Directive: Pick up the article on the dig at the historic Black church site in Williamsburg after its final sentence and continue it.

The dig at the site began last September, after Matthews Harshaw and Cliff Fleet, president of Colonial Williamsburg, agreed that Williamsburg had little or no information on the historic church, she said in an email.

Williamsburg was the capital of Virginia from 1699 to 1780, and by 1775 more than half of its 1,880 residents were Black, most of them enslaved, according to the late historian Linda Rowe.

In 1818, there is a reference to a “Baptist meeting house” on the spot, according to the project’s research. “It is unclear what this building looked like or how long it had been standing on the lot by 1818,” researchers wrote.

In 1856, a stately new brick church was built with a steeple and Palladian windows.

The church housed a school for Black students in the 1860s. It survived a Civil War battle in 1862 that killed and wounded thousands of men and filled the town with injured soldiers.

It served its members through the end of slavery, the eras of Reconstruction, Jim Crow racial oppression, segregation and the dawn of the civil rights movement.

But as Colonial Williamsburg was being transformed into an 18th-century historic site, the presence of a 19th-century Black church didn’t fit that narrative.

The colonial landmark bought the church and tore it down in 1955. The site was paved over in 1965. A new church funded by the sale — the current First Baptist Church — was built about eight blocks away in 1956.

Information supplied:
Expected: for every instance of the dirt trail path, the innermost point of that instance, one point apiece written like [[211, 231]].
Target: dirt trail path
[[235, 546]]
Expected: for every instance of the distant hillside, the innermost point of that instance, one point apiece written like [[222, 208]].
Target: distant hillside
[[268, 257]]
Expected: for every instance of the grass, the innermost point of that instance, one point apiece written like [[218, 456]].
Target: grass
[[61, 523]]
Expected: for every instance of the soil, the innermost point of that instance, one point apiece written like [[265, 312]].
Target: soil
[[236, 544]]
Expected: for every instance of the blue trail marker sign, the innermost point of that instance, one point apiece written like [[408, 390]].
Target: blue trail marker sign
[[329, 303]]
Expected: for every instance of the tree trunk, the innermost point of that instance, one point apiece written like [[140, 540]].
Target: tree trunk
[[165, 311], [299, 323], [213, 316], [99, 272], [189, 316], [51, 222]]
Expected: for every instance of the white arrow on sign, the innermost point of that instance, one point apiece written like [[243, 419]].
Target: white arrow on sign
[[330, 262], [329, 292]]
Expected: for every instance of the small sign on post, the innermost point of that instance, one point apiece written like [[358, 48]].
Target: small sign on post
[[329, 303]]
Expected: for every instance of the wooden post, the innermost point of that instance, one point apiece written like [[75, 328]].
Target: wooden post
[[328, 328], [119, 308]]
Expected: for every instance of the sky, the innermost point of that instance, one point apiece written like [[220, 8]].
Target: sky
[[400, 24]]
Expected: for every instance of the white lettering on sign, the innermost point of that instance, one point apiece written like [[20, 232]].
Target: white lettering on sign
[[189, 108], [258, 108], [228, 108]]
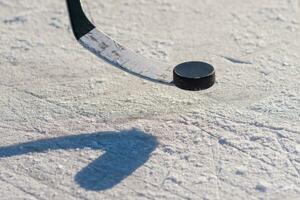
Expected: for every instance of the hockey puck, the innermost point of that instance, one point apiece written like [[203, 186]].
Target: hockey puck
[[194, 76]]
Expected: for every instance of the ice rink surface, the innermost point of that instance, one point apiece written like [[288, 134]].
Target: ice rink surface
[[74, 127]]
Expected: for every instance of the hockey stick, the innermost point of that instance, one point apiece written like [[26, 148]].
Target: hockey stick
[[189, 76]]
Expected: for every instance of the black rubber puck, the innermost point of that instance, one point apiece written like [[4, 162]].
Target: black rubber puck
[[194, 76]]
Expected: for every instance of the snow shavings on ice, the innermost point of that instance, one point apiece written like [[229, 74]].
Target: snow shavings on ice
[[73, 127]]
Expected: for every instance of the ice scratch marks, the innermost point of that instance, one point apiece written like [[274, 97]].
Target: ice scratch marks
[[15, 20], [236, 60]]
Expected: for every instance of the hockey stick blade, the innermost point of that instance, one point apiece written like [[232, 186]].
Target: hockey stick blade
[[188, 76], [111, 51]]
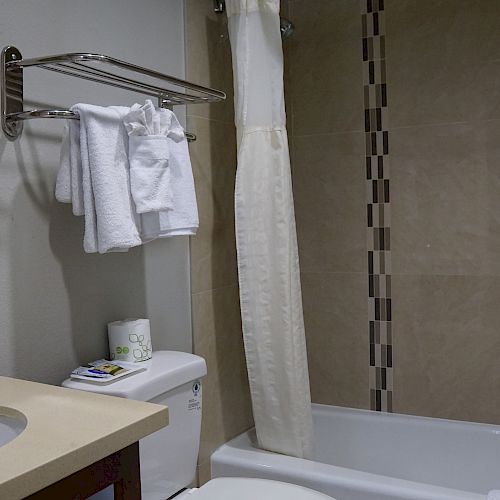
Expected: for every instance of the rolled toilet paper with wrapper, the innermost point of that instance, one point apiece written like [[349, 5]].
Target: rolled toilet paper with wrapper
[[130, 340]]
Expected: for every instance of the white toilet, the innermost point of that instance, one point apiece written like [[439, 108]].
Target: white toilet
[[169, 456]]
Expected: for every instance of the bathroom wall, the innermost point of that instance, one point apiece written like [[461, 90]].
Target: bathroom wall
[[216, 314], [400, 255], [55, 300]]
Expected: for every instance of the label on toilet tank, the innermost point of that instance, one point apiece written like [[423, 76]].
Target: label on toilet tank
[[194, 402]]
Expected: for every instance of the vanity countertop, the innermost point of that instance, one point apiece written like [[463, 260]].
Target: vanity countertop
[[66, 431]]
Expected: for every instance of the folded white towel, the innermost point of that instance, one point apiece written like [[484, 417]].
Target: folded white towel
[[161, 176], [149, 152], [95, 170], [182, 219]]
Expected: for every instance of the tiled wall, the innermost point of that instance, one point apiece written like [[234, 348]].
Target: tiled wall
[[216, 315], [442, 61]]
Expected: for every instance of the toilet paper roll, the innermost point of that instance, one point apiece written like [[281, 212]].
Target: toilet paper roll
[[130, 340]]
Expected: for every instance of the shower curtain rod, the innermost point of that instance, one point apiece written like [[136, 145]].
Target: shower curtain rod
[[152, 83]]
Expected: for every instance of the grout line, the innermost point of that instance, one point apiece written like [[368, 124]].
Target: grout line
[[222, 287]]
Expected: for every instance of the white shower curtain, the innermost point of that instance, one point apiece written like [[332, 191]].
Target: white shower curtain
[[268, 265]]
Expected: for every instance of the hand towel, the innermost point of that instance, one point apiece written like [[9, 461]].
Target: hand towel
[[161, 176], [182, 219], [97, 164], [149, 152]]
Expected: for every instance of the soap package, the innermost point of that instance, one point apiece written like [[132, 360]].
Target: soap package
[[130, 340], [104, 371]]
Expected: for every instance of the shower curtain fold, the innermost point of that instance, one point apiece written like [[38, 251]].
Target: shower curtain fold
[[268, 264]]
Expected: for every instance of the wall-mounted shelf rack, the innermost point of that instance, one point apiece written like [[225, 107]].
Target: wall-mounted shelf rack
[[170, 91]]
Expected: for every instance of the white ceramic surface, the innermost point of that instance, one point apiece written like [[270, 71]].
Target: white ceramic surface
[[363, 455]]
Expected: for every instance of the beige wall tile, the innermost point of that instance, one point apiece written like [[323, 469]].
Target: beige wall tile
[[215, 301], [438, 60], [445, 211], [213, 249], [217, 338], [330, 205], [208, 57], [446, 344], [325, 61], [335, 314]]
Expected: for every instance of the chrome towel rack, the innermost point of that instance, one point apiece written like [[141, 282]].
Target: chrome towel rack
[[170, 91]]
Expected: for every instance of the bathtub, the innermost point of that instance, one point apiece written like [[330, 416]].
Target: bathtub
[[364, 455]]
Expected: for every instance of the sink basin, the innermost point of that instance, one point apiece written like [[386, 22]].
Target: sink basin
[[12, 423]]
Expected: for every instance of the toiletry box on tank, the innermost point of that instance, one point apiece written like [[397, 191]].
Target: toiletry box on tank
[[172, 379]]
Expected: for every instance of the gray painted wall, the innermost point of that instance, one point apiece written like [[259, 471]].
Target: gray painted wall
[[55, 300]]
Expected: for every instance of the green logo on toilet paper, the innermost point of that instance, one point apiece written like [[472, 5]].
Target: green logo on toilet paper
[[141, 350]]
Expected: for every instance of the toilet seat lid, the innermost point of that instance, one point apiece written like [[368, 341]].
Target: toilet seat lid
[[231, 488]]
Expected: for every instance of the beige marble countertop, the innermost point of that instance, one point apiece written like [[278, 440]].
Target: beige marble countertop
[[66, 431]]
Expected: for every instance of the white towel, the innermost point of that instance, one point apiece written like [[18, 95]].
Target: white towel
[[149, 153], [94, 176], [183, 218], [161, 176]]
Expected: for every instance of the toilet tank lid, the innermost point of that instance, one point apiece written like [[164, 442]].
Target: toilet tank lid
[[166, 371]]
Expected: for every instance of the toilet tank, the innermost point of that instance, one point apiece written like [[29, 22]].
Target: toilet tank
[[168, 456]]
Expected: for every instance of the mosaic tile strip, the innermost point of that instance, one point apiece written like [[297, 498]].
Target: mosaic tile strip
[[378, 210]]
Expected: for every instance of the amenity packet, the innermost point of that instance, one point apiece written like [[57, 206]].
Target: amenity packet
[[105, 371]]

==

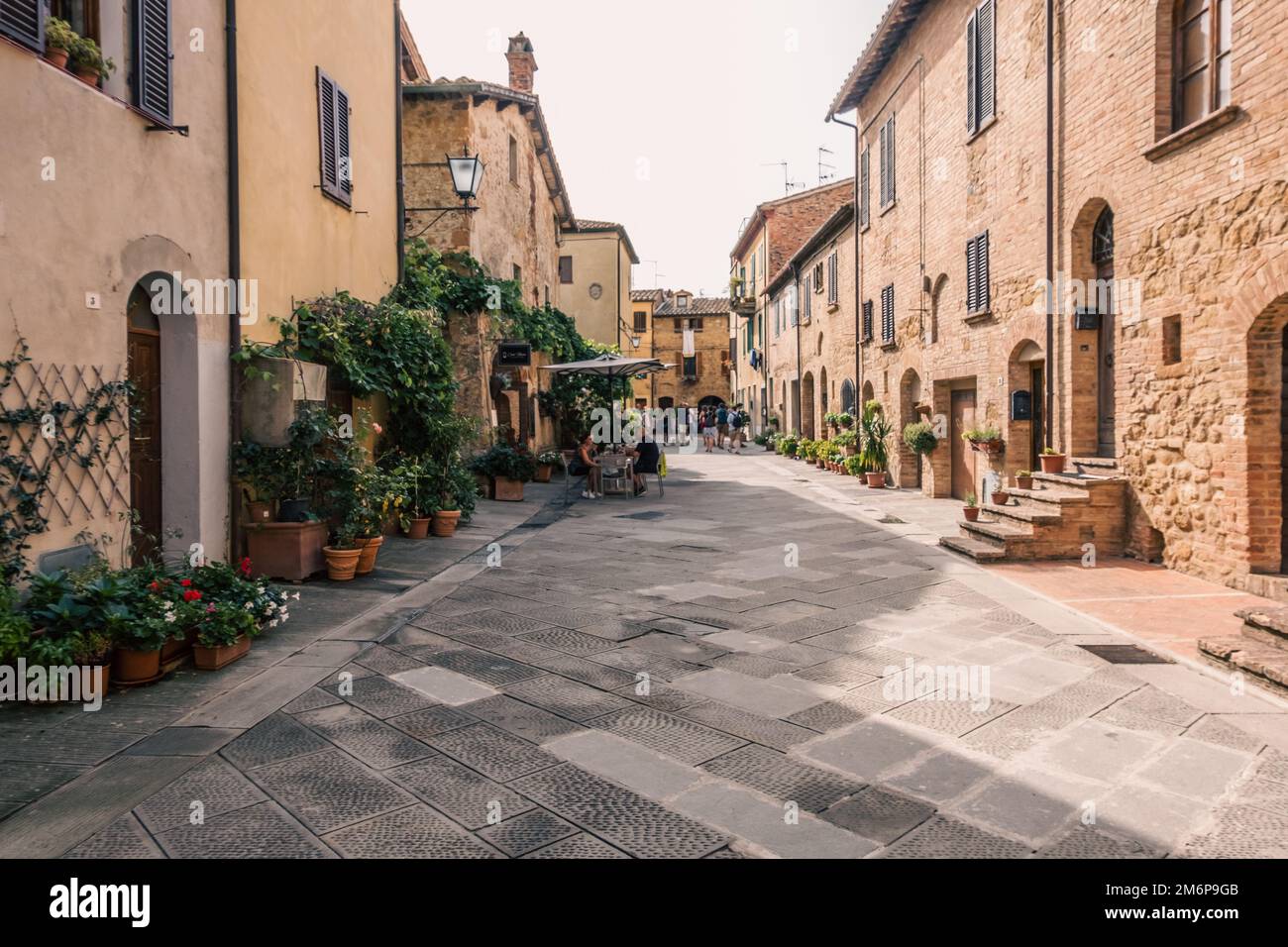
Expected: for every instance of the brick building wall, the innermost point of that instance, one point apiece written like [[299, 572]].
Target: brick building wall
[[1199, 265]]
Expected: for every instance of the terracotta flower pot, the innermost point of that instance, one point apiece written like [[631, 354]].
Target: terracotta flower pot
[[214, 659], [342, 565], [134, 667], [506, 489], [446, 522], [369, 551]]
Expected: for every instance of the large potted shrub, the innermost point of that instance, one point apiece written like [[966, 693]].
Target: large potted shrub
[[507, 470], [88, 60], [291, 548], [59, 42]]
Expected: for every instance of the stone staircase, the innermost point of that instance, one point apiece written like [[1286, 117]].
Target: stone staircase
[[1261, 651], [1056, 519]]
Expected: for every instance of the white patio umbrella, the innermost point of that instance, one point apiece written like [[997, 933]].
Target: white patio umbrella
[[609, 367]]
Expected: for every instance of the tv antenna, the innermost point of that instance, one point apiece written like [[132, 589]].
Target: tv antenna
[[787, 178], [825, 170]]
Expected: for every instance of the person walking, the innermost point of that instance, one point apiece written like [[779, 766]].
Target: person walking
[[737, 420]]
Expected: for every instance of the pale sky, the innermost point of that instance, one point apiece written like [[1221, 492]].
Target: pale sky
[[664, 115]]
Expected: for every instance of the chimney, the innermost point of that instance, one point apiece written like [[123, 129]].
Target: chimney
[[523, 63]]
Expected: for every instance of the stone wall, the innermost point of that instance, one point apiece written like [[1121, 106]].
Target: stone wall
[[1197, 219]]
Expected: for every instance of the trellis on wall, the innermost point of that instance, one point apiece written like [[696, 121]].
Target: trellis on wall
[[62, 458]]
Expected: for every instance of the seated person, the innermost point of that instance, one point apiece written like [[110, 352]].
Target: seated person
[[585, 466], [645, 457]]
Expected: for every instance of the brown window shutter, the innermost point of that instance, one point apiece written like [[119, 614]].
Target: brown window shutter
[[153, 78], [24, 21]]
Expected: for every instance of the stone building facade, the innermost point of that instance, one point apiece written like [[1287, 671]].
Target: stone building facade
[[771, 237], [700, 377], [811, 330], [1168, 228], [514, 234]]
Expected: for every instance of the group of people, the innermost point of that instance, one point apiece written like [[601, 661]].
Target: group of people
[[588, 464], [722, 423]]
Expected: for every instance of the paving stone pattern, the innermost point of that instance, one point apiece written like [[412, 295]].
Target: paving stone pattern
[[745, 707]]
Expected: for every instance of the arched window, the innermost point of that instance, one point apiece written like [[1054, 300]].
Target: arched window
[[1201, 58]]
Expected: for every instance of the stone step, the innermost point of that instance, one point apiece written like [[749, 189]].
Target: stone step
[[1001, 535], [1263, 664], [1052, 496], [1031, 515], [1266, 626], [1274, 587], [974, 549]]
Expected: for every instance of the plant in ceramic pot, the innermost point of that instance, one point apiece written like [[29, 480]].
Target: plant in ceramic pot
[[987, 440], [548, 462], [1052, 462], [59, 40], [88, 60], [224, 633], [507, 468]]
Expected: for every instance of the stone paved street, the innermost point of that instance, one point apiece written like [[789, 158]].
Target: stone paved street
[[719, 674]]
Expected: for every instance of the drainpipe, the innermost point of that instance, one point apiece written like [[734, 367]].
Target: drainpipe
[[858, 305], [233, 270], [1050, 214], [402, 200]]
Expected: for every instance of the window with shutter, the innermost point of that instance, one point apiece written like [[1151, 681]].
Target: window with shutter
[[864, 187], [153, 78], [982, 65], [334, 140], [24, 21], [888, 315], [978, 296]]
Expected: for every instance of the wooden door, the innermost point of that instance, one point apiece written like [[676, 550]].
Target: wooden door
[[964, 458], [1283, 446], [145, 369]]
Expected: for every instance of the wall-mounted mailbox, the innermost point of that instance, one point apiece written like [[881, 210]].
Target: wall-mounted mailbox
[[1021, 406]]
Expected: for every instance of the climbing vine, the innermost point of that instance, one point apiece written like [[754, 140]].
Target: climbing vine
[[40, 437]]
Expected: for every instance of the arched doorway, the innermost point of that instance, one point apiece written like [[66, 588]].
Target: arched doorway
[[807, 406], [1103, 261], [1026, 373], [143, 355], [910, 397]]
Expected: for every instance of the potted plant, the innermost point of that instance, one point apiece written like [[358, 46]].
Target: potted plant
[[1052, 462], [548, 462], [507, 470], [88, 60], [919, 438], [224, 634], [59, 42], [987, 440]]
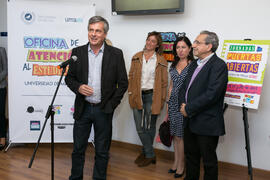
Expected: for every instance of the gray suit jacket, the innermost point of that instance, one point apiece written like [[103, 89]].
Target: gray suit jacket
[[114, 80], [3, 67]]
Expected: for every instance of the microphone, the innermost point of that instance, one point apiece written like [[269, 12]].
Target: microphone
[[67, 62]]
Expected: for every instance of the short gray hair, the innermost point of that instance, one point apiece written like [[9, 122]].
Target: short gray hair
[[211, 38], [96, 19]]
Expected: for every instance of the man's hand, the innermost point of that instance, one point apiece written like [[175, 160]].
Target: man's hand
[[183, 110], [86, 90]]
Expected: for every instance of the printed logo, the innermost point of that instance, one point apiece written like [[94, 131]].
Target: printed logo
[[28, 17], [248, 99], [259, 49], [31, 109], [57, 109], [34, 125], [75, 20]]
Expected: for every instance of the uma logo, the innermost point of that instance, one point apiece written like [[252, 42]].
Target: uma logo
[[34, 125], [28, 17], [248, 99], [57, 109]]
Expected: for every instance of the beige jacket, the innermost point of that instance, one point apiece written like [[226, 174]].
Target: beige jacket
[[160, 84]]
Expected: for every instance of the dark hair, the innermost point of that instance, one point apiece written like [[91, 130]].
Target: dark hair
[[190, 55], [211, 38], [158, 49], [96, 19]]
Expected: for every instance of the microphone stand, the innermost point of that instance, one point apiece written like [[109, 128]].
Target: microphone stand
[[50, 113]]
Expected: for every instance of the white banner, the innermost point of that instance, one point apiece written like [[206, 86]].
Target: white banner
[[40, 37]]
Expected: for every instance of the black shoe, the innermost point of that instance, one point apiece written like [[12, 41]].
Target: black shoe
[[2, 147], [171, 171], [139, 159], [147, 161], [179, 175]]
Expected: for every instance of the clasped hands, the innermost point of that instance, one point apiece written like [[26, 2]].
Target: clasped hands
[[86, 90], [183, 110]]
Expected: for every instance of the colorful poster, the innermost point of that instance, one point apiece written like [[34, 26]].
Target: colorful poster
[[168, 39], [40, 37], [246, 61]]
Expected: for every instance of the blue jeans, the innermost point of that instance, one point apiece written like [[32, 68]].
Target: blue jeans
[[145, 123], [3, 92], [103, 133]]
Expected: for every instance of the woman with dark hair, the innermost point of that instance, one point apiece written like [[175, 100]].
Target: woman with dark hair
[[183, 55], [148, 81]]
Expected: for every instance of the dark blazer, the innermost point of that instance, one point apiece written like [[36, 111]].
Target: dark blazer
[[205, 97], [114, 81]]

Response to the task:
Last November, archaeologists announced that they had found evidence of at least two graves, along with artifacts such as a fragment of an ink bottle, a porcelain piece of a doll’s foot and a building foundation.

In February, they found one of the four teeth and a small bone that could be from a human finger.

Gary said Thursday that work is continuing to determine the boundaries of the cemetery. He said the graves have been dated by the layers of soil on top of them. He said he was not sure how far down any remains might be.

“This phase of the project is designed to determine the number of burials … the extent of those burials and to be able to put them back on the landscape so we know exactly where they are,” he said.

He said archaeologists had also found remnants of a brick wall that may have delineated the church property. And they reexamined the previously discovered foundation of what may or may not be the church from before 1856.